* Task details: Repeat verbatim the lines of the data below, beginning with the line containing "Exercise. Mark every instance of the butterfly in" and continuing to the end.

(Collection entries)
^^^^

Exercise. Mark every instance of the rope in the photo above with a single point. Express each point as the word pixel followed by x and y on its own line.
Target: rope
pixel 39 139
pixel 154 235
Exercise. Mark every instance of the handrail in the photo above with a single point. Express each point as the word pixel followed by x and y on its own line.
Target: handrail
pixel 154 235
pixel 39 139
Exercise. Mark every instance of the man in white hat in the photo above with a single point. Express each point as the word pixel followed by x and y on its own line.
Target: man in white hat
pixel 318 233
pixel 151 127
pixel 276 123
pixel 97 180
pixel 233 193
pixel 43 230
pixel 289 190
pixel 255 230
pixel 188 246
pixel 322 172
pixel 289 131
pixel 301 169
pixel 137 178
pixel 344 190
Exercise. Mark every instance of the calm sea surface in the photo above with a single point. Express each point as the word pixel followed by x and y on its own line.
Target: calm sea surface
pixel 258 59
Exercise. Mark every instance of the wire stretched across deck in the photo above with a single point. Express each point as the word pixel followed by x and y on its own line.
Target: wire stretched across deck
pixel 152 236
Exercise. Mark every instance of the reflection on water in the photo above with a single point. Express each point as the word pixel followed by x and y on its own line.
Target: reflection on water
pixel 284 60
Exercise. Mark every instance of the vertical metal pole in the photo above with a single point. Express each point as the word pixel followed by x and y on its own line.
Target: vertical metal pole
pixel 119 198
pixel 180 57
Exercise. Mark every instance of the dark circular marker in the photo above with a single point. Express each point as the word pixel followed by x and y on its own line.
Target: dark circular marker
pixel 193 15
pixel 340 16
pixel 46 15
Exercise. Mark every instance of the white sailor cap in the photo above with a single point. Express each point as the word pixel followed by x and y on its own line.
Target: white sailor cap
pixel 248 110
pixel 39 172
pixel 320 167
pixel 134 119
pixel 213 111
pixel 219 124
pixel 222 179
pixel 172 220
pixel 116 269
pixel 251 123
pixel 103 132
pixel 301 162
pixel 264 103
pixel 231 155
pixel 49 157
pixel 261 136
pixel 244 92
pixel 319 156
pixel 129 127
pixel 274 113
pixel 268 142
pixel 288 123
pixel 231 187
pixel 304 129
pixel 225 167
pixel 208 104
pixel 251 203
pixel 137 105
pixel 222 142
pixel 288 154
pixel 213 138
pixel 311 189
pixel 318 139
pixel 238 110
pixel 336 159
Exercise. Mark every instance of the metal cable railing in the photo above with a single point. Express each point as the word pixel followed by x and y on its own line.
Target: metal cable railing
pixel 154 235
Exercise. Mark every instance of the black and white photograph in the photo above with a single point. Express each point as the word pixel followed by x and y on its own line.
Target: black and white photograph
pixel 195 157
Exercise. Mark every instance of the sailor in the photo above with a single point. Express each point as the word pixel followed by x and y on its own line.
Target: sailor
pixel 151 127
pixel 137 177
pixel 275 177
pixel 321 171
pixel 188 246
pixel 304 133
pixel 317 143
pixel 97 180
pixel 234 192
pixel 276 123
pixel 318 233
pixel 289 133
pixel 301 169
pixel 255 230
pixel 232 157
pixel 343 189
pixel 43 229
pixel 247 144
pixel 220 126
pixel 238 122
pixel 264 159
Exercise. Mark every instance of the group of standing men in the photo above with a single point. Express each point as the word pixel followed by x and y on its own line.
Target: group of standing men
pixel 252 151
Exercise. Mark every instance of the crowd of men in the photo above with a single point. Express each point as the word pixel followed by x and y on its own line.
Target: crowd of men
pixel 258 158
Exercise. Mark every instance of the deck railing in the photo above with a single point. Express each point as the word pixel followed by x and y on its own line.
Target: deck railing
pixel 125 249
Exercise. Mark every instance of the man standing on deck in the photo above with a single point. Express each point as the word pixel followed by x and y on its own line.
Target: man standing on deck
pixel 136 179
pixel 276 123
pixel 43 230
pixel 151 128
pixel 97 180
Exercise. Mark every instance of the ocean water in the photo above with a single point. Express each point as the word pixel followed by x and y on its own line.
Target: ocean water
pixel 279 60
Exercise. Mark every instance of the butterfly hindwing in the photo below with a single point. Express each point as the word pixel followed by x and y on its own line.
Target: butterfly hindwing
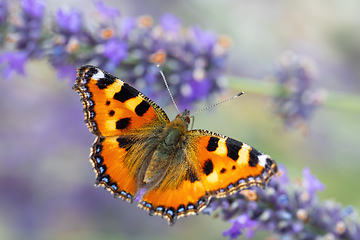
pixel 114 108
pixel 227 165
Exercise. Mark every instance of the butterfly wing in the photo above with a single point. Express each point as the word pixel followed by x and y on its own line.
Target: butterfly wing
pixel 212 165
pixel 226 166
pixel 112 107
pixel 122 118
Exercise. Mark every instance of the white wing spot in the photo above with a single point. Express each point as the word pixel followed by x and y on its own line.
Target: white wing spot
pixel 98 75
pixel 262 159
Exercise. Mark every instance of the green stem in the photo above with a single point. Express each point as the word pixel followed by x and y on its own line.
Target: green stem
pixel 335 100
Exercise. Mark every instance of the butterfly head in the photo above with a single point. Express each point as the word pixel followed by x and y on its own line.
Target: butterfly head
pixel 184 116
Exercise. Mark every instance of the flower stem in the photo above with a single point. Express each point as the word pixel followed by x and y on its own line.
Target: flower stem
pixel 335 100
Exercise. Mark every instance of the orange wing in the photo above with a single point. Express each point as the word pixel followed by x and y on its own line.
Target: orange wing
pixel 227 166
pixel 120 116
pixel 212 166
pixel 112 107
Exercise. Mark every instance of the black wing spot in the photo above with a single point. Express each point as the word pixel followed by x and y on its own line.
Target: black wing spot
pixel 208 167
pixel 268 164
pixel 127 92
pixel 103 83
pixel 124 143
pixel 233 146
pixel 192 176
pixel 123 123
pixel 142 108
pixel 253 157
pixel 213 144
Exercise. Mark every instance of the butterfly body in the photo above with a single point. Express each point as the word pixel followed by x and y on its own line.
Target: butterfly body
pixel 138 147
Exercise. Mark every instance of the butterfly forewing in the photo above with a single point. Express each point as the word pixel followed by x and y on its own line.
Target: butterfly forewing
pixel 138 147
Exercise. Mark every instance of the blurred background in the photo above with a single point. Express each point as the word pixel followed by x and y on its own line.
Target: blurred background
pixel 46 181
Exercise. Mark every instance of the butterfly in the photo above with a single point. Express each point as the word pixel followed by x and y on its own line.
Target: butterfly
pixel 139 150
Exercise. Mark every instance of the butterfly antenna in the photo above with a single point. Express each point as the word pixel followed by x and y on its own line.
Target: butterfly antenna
pixel 226 100
pixel 167 87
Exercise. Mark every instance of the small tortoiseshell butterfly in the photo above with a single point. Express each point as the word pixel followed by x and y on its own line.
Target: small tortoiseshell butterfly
pixel 137 147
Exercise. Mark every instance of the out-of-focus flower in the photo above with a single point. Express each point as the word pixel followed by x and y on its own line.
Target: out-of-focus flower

^^^^

* The result:
Exercise. Mark every instance of the butterfly in the photo above with a single point. Express each point as the word pixel followed by x and y on its own line.
Target: butterfly
pixel 139 150
Exercise. Mark every instance of the butterfly antenna in the photo above with a single point. Express each point as the word pixel followed by x and y on its own line.
Target: butterfly antenna
pixel 226 100
pixel 167 87
Exercise. Mark every instance of the small tortoiseshell butterfly in the photo above with a single point. Express each point as the word pixel followed by x and y on its own line.
Target: small tortoiseshell butterfly
pixel 137 147
Exercise. Mark every instance of the out-of-focus flower in the photo above with a single point. Express each point as the word pixel followed by x and y on its own line.
Target: out-of-focus flower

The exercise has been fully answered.